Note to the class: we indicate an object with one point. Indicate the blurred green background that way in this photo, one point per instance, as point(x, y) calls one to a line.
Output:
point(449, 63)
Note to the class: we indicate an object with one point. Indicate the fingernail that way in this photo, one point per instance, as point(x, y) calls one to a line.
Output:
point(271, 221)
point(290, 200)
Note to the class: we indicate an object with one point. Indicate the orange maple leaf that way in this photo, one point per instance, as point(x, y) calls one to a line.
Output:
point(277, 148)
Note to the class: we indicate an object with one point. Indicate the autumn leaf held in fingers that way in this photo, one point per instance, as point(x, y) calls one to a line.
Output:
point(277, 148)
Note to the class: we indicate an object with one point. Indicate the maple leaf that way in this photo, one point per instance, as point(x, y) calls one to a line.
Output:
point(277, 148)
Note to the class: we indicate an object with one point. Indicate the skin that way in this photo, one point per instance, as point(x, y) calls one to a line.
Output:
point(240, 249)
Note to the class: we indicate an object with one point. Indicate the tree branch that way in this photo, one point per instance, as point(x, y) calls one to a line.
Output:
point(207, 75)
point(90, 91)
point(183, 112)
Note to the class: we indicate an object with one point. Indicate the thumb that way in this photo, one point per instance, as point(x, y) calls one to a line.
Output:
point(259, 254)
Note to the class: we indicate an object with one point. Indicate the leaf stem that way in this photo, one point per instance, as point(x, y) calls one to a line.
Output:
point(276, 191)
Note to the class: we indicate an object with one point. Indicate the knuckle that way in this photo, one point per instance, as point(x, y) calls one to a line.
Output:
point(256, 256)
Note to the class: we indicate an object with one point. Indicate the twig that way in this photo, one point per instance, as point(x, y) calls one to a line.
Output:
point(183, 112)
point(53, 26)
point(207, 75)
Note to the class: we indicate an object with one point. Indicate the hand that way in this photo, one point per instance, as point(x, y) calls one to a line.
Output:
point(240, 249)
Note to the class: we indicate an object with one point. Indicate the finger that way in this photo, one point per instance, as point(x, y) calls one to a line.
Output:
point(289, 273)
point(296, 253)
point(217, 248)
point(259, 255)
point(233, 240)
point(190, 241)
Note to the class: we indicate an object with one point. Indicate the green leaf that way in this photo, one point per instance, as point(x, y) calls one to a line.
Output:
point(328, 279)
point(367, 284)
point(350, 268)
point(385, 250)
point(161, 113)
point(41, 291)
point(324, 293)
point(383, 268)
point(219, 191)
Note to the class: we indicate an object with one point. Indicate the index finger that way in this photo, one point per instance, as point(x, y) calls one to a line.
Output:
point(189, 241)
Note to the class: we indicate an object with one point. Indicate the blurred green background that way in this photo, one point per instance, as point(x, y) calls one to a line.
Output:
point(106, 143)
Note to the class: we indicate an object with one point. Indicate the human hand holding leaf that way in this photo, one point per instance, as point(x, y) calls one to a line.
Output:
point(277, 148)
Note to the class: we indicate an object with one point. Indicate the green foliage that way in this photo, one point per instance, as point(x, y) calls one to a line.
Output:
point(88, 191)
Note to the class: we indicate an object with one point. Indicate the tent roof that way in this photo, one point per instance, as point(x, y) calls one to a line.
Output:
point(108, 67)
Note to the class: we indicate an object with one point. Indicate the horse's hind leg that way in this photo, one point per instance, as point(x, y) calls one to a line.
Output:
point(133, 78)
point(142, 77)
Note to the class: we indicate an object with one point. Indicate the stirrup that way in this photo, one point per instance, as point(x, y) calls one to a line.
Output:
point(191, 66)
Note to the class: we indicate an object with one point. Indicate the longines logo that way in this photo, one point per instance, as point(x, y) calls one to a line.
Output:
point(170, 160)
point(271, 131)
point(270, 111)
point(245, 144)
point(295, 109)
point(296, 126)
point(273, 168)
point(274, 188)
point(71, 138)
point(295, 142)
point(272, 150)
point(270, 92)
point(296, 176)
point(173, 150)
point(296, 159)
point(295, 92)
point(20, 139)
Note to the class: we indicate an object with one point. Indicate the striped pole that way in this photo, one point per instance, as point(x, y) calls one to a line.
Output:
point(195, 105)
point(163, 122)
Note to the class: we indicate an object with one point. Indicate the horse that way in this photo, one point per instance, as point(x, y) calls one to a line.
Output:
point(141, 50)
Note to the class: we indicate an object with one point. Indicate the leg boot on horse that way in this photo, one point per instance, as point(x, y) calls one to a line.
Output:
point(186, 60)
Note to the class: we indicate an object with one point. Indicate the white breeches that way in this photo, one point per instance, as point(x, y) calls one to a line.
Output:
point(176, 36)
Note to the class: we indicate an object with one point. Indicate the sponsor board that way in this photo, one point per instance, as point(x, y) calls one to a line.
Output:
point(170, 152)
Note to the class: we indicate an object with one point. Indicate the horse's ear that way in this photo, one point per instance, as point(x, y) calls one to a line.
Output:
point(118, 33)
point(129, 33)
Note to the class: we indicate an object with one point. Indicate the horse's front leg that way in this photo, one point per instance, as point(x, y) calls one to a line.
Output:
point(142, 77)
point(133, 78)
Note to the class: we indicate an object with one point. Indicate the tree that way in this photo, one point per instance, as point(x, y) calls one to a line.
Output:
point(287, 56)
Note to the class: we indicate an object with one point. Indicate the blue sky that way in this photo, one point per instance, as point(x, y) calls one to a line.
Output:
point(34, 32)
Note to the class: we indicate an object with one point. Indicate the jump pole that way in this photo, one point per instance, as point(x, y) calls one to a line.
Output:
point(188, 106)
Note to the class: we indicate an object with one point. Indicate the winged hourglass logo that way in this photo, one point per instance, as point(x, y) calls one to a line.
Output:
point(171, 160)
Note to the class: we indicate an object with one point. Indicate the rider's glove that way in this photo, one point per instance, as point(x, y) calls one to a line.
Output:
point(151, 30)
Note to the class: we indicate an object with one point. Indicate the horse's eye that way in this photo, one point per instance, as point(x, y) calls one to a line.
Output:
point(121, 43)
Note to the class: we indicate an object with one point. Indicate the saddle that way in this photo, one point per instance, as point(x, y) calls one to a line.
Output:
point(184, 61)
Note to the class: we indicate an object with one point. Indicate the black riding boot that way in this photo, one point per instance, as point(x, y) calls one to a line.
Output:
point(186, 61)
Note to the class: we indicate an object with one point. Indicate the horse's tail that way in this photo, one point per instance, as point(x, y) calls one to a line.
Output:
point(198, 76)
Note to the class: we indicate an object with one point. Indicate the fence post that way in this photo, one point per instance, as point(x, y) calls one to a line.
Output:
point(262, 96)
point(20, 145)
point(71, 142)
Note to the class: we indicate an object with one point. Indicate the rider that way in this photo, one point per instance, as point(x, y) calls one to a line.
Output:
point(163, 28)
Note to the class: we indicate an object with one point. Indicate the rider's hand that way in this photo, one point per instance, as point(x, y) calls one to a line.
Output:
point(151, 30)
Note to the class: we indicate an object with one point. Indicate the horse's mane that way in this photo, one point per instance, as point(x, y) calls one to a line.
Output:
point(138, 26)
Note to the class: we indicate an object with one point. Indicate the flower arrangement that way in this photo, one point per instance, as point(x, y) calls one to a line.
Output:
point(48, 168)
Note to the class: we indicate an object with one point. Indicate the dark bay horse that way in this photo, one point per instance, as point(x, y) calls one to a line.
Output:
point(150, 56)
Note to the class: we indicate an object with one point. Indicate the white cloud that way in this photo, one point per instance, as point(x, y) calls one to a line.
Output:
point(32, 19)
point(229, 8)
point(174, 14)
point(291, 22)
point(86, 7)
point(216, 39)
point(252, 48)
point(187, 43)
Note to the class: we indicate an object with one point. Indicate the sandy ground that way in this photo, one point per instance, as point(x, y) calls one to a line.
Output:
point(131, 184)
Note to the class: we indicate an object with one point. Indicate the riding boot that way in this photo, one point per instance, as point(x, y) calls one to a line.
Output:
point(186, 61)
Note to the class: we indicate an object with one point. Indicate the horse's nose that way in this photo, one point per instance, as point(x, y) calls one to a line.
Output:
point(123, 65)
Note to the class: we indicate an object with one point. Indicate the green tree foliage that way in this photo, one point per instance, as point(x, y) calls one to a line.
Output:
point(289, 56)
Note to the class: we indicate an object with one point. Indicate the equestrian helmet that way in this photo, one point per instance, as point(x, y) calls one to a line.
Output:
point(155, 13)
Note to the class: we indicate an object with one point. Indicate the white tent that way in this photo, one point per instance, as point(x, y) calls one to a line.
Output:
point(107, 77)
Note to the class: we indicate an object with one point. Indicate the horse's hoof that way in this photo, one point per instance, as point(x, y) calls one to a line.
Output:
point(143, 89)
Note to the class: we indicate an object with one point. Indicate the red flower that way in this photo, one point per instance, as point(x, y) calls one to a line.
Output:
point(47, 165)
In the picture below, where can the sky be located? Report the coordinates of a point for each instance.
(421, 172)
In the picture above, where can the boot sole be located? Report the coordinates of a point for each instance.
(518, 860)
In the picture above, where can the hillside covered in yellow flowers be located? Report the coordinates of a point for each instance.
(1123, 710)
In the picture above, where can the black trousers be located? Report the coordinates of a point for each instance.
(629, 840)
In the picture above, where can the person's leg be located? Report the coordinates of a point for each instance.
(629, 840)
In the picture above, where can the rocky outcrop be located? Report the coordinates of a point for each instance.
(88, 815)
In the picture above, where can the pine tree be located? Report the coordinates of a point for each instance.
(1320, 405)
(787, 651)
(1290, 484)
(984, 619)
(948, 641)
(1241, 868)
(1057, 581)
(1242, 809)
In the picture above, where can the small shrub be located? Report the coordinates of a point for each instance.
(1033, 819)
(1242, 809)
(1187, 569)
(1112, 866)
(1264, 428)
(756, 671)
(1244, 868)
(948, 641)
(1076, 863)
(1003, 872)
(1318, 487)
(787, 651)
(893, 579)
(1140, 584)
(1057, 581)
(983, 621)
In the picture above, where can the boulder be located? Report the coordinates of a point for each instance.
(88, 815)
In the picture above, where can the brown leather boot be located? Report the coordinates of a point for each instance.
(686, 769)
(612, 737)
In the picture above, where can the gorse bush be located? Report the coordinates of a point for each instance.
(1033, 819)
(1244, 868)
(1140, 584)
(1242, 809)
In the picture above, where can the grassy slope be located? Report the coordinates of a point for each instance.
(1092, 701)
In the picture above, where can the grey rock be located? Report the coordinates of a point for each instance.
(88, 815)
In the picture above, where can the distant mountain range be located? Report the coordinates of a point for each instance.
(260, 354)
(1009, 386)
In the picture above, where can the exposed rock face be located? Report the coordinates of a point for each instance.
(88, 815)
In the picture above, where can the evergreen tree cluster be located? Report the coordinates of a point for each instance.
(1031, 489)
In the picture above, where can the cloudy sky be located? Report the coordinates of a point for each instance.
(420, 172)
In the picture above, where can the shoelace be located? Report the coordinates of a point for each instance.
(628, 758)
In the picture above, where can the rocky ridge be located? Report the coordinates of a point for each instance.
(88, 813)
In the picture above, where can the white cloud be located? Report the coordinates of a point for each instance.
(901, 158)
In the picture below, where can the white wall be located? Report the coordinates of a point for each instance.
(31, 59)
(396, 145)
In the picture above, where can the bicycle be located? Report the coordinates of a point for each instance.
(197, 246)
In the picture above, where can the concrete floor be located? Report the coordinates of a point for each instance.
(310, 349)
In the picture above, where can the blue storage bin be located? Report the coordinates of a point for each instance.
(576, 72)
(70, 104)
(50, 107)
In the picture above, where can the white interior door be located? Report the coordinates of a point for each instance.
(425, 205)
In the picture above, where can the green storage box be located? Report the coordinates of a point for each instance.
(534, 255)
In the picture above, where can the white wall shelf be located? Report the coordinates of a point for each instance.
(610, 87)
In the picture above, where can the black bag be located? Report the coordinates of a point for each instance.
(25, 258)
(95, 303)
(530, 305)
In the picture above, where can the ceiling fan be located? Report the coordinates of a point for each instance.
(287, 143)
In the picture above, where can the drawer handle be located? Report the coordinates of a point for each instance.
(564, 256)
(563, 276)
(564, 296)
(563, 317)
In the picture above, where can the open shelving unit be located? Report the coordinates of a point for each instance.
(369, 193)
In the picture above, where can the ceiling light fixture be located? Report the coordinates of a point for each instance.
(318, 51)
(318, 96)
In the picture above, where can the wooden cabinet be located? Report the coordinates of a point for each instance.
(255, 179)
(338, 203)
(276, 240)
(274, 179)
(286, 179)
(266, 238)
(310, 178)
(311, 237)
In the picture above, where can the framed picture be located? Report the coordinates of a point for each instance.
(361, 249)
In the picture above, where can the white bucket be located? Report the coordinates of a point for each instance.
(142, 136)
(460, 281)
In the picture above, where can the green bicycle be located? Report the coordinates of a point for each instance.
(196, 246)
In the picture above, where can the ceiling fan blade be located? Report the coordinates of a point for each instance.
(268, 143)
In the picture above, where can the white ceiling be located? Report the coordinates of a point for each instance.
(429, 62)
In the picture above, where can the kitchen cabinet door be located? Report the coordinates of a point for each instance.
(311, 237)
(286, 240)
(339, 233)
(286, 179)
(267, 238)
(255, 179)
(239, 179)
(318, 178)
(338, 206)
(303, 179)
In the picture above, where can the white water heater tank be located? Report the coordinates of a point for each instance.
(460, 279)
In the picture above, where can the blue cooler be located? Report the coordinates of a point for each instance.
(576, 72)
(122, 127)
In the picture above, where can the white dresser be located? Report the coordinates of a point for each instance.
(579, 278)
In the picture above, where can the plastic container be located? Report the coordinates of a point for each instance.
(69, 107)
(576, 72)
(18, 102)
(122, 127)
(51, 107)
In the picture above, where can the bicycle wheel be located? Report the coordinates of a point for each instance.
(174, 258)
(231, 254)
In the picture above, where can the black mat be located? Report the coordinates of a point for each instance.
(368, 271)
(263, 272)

........

#### Task item
Once the line containing "In the picture above, where can the kitchen" is found, please retype it and every remaining line of the listing above, exactly, with nothing else.

#### Task result
In the picture above, where can the kitchen cabinet door be located? Report the coordinates of a point for each instance.
(311, 237)
(286, 240)
(339, 233)
(286, 179)
(267, 238)
(255, 179)
(239, 179)
(318, 178)
(338, 206)
(303, 179)
In the picture above, where can the white water heater tank be located? Report the coordinates of a point for each instance.
(460, 279)
In the picture above, where can the blue cooler be located? Report the coordinates of a point for each instance.
(576, 72)
(122, 127)
In the picture above, where can the white dresser be located? Report the coordinates of a point for each instance.
(579, 278)
In the picture above, where can the plastic container be located? Report the coordinates of a point for each instance.
(69, 107)
(576, 72)
(18, 102)
(122, 127)
(51, 107)
In the picture above, where can the bicycle wheel be located? Report the coordinates of a point for each instance.
(174, 258)
(231, 254)
In the picture above, where can the black mat be located? Report the coordinates of a point for each instance.
(368, 271)
(263, 272)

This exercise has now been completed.